### TASK BRIEF
Using the listing below, retype only the lines from the line with "the puppy's mouth" through the end, both ends included, and exclude the pictures.

=== RECORDS FOR THIS TASK ===

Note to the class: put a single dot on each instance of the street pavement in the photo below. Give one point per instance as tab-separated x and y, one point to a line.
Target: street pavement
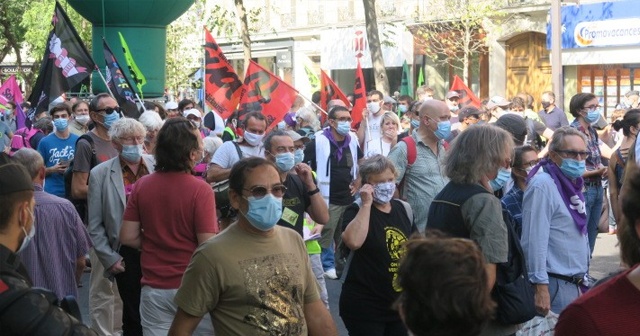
606	260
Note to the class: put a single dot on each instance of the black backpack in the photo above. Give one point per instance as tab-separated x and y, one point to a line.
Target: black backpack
80	205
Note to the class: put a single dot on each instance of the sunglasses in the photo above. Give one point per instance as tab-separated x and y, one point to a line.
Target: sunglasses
110	110
261	191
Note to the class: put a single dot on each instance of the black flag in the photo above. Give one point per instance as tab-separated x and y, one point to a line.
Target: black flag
66	63
119	84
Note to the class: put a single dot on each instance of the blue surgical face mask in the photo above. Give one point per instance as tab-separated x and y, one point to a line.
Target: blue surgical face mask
500	180
572	168
131	153
265	212
61	124
343	127
109	119
298	156
593	115
444	130
383	192
285	161
415	123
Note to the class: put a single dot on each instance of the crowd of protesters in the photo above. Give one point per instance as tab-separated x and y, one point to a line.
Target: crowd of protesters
189	224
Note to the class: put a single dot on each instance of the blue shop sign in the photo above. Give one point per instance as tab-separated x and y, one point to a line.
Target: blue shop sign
599	25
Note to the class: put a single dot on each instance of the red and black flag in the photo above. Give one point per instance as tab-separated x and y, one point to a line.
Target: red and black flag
119	84
223	88
330	91
266	93
65	64
466	95
359	97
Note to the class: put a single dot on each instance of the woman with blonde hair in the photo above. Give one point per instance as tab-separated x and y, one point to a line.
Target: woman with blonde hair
388	136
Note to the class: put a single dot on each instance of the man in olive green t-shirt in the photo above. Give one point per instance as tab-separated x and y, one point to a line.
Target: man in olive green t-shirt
254	278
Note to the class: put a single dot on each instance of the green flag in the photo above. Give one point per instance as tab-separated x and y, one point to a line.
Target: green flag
405	83
135	72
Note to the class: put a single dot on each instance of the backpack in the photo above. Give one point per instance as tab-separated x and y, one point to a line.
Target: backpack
22	138
80	205
345	252
221	191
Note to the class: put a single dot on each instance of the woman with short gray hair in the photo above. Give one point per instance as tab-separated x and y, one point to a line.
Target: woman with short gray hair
375	229
467	208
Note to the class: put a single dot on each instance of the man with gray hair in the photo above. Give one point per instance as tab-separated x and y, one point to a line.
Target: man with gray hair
110	184
55	259
420	181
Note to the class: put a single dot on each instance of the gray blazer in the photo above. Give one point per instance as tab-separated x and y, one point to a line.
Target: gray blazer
107	201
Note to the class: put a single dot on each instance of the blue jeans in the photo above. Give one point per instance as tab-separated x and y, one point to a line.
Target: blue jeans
593	197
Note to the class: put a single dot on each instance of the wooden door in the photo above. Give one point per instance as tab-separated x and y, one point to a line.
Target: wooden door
528	66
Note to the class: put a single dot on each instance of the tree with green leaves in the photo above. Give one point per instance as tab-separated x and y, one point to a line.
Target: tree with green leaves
456	30
375	46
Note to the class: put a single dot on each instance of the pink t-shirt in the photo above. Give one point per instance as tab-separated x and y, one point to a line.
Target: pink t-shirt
171	208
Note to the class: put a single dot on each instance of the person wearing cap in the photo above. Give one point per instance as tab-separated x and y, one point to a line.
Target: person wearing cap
54	261
467	116
424	179
497	106
369	129
22	305
110	184
172	109
453	101
551	114
58	149
104	302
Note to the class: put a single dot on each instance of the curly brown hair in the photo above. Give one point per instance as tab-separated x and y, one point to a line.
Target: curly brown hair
455	299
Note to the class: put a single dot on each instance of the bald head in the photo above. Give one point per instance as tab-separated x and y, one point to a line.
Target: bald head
433	109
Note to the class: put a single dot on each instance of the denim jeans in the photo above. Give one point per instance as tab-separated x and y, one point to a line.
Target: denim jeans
593	197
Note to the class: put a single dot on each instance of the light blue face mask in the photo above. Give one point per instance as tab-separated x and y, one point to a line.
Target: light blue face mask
298	156
444	130
593	115
343	127
132	153
285	161
265	212
572	168
501	179
61	124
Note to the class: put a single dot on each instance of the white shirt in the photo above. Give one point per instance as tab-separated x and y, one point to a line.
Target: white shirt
227	155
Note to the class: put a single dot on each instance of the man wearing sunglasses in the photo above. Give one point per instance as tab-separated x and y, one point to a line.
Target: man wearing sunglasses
554	222
104	301
264	283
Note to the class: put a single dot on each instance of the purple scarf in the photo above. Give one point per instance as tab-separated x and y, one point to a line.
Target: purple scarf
339	149
568	189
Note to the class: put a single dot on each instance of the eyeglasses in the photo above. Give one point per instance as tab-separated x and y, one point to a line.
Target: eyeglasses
591	107
576	155
258	192
110	110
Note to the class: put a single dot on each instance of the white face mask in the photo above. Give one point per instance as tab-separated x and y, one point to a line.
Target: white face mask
252	138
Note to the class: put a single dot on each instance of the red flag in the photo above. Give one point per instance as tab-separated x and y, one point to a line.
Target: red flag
359	99
466	95
223	88
273	96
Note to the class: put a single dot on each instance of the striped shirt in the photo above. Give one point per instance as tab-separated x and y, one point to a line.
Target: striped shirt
60	239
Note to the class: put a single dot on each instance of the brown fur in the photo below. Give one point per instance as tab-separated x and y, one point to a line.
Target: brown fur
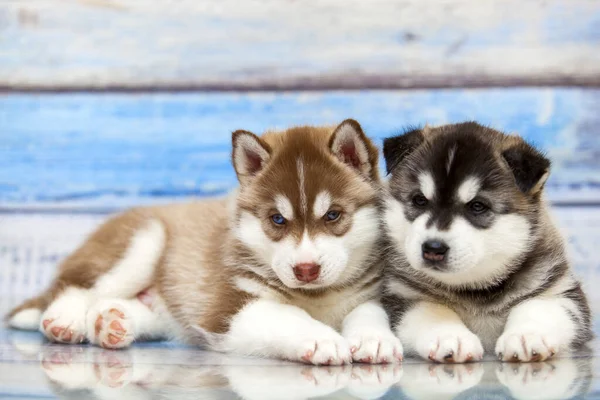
194	276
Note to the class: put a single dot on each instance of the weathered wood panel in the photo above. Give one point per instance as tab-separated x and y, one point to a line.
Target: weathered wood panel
106	151
264	44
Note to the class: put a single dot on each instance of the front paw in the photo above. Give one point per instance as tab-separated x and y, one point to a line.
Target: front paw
327	348
375	347
526	344
450	345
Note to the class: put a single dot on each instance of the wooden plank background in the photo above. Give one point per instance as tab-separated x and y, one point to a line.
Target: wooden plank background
106	104
273	45
104	152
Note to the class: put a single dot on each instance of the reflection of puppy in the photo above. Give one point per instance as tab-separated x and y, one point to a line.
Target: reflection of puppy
143	374
439	381
290	269
562	378
475	261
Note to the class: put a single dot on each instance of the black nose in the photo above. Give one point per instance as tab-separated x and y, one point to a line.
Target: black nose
434	250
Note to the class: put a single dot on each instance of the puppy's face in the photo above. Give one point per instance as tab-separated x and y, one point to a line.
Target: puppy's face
461	201
309	211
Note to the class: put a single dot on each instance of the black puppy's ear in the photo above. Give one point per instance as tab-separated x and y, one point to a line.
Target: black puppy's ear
529	167
396	148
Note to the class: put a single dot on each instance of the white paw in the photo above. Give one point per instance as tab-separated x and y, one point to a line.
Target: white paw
375	347
64	320
454	344
526	344
109	325
373	381
324	348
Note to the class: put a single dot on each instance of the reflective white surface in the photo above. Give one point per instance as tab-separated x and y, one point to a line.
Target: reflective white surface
32	368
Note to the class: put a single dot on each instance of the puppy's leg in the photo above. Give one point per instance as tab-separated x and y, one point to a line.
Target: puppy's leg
270	329
116	323
371	340
436	332
539	328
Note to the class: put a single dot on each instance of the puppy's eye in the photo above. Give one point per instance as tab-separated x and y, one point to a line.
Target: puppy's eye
477	207
278	219
332	215
419	200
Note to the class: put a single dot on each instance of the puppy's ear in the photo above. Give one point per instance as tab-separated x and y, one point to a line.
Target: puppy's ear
352	147
250	155
529	167
396	148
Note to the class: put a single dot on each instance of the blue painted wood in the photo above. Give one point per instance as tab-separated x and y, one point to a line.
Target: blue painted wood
112	150
321	44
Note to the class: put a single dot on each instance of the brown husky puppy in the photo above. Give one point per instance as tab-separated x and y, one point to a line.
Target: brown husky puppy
277	271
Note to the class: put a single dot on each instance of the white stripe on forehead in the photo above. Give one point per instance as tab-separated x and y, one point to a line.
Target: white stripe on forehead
284	206
468	189
322	204
451	154
427	185
302	186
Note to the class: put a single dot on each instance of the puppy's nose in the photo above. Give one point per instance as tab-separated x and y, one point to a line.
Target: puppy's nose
307	272
434	250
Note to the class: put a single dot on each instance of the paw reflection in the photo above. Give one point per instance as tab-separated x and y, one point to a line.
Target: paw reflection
372	382
556	379
440	381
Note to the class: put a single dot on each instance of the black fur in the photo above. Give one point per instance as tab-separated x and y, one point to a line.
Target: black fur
396	148
485	154
527	164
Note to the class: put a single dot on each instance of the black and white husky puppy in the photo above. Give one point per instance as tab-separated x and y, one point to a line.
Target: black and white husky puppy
475	262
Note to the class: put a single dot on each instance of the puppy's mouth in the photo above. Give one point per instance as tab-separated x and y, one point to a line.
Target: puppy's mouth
434	257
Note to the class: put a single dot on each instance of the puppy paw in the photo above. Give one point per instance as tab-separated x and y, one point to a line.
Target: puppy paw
109	326
452	345
375	347
325	348
525	345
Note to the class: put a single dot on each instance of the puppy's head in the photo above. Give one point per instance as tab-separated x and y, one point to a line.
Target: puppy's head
463	200
307	203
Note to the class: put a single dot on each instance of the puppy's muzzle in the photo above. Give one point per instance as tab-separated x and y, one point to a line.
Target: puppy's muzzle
307	272
434	251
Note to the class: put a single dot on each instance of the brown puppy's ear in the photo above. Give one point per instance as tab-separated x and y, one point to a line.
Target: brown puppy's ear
396	148
529	167
352	147
250	155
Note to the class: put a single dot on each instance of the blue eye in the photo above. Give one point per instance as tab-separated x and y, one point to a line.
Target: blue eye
332	215
278	219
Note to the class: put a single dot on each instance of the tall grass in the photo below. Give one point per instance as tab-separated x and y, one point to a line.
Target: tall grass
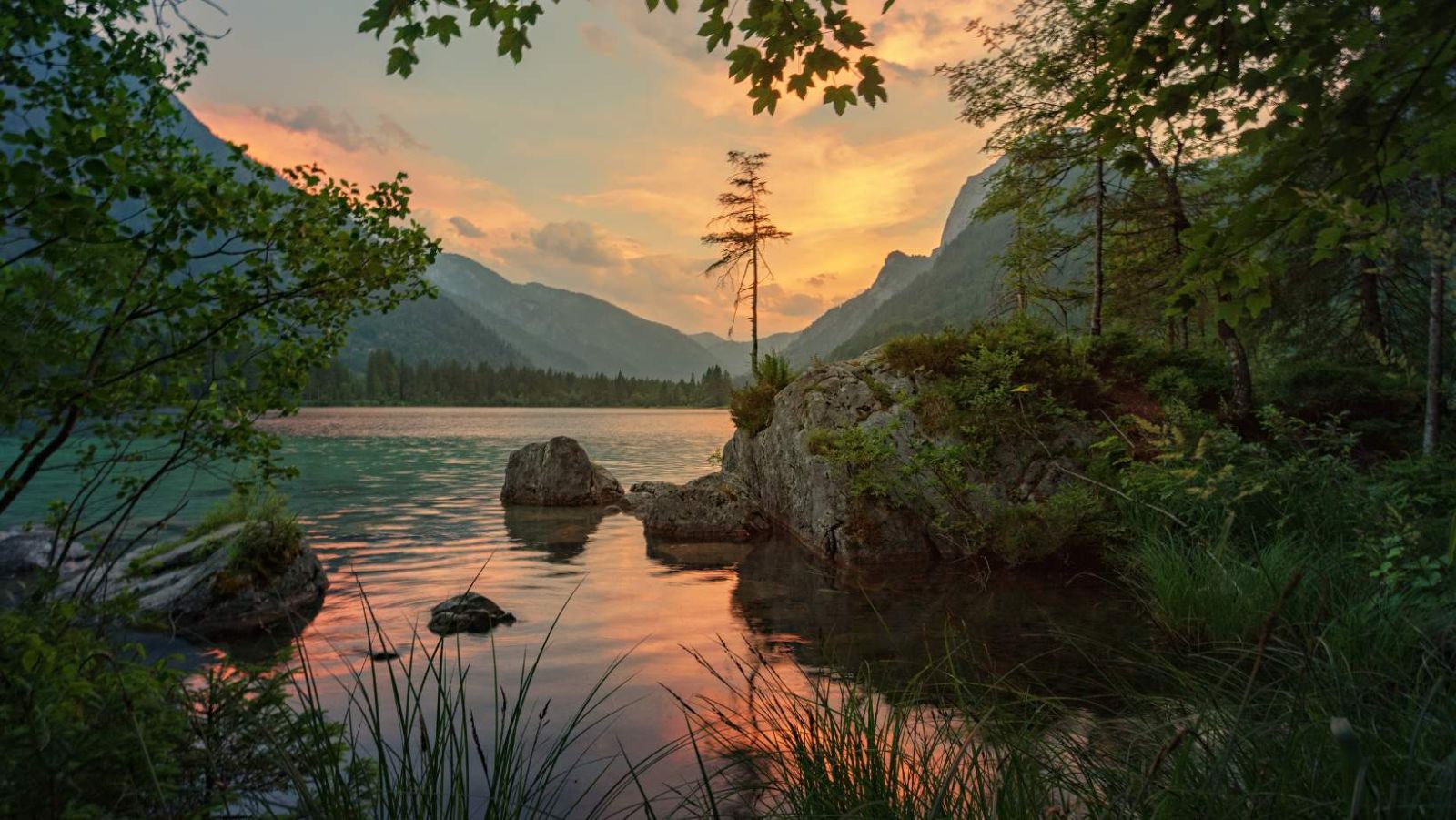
419	747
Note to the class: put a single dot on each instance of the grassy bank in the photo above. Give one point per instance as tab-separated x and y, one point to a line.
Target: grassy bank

===

### FINISHED EXERCISE
Note to the class: put a single dot on each instance of the puppy's mouth in the photo above. Give one point per instance as tab-separated x and y, one point to a line.
Target: puppy's mouth
434	257
Note to the class: put a single dot on each instance of the puppy paw in the photo above. Give one point per instance as tab-separated x and y, one point to a line.
Target: puppy paw
109	326
452	345
375	347
325	348
525	345
Note to the class: put a single dot on each instance of the puppy's head in the photo above. Give one point per instance as tab-separated x and y, one point to a line.
Target: puppy's head
463	200
307	203
Note to the class: put a single dot on each instance of the puppy's muzzle in the photo above. Give one point per instance as tab-separated x and y, one point to a line.
Target: puppy's muzzle
307	272
434	251
Note to the class: put a single dot on each instance of the brown puppy's ear in the photo above. Give one point per instance as tab-separated x and y, one point to a line.
Target: brown puppy's ear
396	148
529	167
352	147
250	155
Note to the class: put a single dot on each instance of the blue eye in the photo above. Give one point per instance as tab-separated x and y, one point to a line.
Target: blue eye
332	215
278	219
Note to the class: put a single dot on each instance of the tall grass in the photo below. Give one point per instance as tab-separated x and y, one point to a line.
Target: tall grass
419	747
Note to the class: put a single dot on each instance of the grassy bank in the photo above. Give one point per instance as tab-separated x and y, one point to a line.
Target: grassy bank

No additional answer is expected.